Update the entries from the line that contains "Question: Point to the vehicle" through the end of the entries by changing "bounding box" to "rectangle", keeping everything else the same. Give back only those lines.

## START DATASET EXCERPTS

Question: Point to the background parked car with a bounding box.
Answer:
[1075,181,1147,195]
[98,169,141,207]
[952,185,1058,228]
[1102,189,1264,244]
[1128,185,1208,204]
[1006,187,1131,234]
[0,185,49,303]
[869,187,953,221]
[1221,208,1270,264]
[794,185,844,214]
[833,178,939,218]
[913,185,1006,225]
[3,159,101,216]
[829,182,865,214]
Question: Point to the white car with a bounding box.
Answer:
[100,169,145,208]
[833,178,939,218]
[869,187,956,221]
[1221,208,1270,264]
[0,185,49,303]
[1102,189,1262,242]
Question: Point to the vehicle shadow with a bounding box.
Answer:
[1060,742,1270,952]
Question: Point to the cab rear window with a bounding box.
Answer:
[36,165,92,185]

## END DATASET EXCERPTS

▸ TASK RESPONSE
Question: Point to the vehicle shadow with a rectangle.
Answer:
[1060,742,1270,952]
Question: Point to the cab rear window with a rectangle.
Answer:
[36,165,92,185]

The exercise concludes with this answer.